> [The task]
Write out the records from the line containing "Practice step: point out every instance of the parked" up to and including the line containing "pixel 169 160", copying each line exactly and omitting the pictures.

(Coordinate annotation records)
_ _ _

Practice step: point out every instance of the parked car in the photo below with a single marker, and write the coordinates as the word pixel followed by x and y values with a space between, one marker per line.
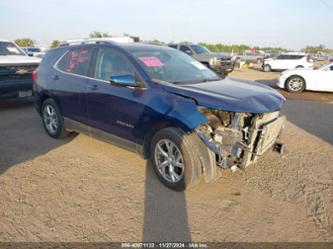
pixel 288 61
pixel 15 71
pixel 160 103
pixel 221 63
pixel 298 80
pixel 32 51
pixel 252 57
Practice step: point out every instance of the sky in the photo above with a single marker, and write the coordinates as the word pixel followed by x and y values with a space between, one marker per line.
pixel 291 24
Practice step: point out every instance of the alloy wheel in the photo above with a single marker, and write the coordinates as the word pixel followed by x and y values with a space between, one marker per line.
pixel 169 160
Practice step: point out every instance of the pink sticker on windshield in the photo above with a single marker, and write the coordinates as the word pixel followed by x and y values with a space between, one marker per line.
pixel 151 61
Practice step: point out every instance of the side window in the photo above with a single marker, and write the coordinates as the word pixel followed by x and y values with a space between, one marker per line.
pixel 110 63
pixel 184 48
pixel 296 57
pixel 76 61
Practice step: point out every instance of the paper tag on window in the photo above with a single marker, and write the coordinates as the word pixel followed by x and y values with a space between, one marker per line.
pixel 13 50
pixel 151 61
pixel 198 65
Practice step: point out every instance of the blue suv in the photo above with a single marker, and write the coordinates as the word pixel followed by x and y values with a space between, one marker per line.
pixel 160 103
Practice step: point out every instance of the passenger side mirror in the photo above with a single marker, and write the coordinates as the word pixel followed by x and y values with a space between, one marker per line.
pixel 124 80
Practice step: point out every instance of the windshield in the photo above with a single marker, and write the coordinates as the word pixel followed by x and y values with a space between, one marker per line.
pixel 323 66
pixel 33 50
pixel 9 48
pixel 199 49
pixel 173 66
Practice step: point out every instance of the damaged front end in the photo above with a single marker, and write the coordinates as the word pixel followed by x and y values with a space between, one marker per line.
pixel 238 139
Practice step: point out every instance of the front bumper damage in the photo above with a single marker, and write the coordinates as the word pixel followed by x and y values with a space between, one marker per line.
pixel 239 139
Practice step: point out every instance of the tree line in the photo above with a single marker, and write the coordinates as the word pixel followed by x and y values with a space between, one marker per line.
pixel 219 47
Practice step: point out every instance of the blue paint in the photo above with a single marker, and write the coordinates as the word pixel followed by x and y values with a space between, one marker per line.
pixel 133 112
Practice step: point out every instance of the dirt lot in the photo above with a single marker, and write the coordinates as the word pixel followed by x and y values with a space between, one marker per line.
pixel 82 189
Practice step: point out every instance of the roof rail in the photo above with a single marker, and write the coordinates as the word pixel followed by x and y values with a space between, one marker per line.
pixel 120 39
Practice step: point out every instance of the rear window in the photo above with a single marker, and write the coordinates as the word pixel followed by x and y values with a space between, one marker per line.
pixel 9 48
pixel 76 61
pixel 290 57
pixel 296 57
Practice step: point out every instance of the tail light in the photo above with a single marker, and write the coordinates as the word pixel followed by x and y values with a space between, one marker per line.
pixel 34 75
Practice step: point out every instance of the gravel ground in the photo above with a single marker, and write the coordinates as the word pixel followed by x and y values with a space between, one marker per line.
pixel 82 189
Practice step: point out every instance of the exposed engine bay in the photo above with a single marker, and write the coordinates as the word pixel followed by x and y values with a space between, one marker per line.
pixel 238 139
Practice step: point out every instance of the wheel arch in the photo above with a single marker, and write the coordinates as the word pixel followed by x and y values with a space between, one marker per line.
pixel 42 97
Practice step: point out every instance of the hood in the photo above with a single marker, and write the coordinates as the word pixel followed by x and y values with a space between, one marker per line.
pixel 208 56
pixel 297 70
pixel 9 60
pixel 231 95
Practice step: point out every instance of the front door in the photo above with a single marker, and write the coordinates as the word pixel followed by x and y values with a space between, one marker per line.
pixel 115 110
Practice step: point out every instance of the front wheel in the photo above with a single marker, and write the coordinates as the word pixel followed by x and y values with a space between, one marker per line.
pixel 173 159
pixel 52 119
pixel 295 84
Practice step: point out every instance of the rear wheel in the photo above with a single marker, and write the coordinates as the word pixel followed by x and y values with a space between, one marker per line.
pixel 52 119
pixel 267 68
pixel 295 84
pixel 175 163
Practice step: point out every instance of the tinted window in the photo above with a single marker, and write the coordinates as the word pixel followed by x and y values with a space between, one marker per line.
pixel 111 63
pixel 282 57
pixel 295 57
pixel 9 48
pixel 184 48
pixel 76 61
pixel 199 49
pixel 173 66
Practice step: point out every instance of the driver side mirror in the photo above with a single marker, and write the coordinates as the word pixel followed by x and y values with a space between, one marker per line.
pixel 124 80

_ _ _

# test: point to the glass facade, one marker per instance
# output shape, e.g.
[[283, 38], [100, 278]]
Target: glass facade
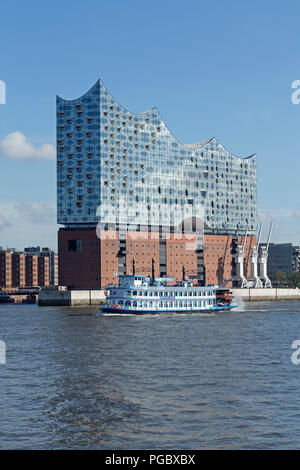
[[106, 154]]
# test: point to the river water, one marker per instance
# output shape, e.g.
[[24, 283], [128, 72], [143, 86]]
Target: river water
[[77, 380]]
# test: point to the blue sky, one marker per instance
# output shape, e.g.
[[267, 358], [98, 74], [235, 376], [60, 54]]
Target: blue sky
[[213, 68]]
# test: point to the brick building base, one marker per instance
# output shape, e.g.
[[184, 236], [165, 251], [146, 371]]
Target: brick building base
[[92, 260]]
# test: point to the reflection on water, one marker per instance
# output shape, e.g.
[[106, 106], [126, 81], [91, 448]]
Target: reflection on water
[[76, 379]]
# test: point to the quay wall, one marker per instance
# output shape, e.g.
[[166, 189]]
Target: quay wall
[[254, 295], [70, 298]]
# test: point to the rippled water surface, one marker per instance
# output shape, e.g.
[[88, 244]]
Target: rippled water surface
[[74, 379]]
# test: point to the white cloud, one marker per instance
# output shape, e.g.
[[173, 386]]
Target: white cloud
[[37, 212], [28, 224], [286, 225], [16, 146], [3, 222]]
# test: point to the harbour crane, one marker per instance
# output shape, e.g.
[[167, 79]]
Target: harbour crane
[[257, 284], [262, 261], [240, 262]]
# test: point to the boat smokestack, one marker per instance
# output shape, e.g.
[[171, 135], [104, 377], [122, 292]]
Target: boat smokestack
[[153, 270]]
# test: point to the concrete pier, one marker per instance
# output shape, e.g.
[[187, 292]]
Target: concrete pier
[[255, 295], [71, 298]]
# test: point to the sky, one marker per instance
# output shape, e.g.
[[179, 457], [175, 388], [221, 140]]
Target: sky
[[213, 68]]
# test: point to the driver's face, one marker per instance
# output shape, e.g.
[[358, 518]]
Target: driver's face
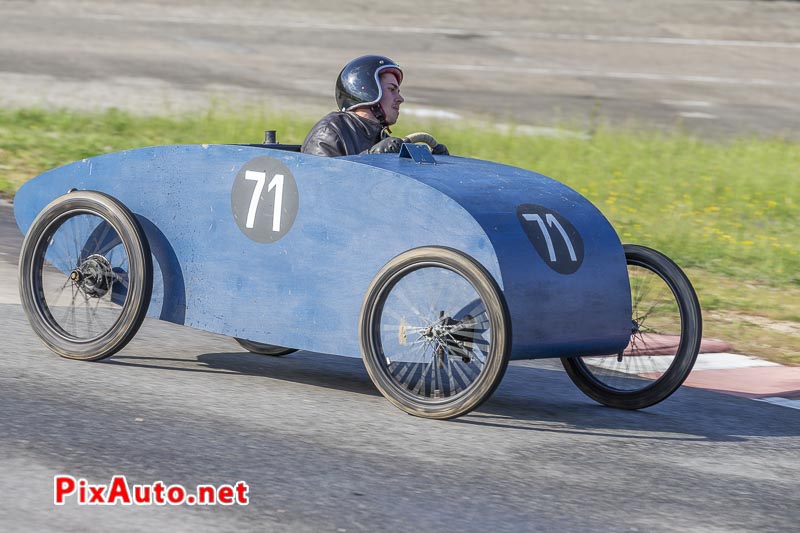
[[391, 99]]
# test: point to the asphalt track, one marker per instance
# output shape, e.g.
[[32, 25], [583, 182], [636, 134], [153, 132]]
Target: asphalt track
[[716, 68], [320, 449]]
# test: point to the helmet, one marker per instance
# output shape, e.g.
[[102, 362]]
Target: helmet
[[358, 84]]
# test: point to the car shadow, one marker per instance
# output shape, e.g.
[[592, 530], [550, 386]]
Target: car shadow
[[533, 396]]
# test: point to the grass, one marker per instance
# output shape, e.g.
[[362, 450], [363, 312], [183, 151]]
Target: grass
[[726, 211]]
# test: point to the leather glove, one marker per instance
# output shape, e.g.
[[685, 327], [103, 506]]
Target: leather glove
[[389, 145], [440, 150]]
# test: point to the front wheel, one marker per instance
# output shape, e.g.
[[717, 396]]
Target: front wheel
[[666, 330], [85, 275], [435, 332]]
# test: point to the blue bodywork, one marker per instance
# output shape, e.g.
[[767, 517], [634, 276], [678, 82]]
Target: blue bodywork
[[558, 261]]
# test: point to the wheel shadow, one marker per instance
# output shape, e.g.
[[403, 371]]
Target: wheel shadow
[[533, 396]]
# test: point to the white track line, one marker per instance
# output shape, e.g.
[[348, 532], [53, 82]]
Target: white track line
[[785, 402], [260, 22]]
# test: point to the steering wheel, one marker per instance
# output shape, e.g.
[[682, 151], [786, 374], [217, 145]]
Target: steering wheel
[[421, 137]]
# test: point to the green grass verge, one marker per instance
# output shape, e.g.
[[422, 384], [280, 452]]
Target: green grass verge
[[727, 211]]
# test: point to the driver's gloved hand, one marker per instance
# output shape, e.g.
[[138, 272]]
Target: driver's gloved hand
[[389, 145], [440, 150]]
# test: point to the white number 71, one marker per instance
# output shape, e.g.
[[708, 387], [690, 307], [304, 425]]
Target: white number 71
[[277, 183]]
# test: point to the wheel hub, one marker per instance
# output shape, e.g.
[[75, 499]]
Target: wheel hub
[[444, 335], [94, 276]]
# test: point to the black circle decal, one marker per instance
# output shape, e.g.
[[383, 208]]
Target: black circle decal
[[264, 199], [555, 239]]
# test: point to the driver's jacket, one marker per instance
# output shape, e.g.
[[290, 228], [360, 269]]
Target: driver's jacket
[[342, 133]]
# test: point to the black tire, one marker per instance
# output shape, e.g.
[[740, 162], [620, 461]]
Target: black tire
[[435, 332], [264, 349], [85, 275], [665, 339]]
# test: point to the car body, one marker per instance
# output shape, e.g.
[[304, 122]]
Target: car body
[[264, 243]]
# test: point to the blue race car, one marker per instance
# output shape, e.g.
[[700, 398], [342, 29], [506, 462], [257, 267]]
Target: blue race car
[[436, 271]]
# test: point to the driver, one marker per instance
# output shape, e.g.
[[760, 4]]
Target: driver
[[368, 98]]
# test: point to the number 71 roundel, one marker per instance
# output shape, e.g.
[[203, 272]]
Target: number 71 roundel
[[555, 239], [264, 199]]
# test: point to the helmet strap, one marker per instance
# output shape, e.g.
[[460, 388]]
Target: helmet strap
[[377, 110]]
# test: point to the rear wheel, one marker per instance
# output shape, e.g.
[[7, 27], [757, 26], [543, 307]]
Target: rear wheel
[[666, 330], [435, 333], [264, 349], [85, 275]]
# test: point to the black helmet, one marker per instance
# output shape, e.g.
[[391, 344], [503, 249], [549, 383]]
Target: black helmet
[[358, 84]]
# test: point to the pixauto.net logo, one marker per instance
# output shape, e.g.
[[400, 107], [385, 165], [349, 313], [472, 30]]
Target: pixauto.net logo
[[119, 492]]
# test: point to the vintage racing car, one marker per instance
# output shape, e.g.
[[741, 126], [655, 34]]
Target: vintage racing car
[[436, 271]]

_ _ _

> [Task response]
Practice step: point out every instance of the parked car in the photo below with a single marker, and write the coordinates as the word pixel followed by x and y values with a space between, one marker per line.
pixel 288 61
pixel 15 71
pixel 160 103
pixel 221 63
pixel 298 80
pixel 32 51
pixel 252 57
Practice step: point out every instance of the sky in the photo above with a single marker, and write the coordinates as the word pixel followed by x and y values with a space between, one marker per line.
pixel 291 24
Practice step: point out every instance of the alloy wheel in the photo above with a single marker, and write the coordinates as the word pixel followed by x and y values with a space between, one marker per line.
pixel 169 160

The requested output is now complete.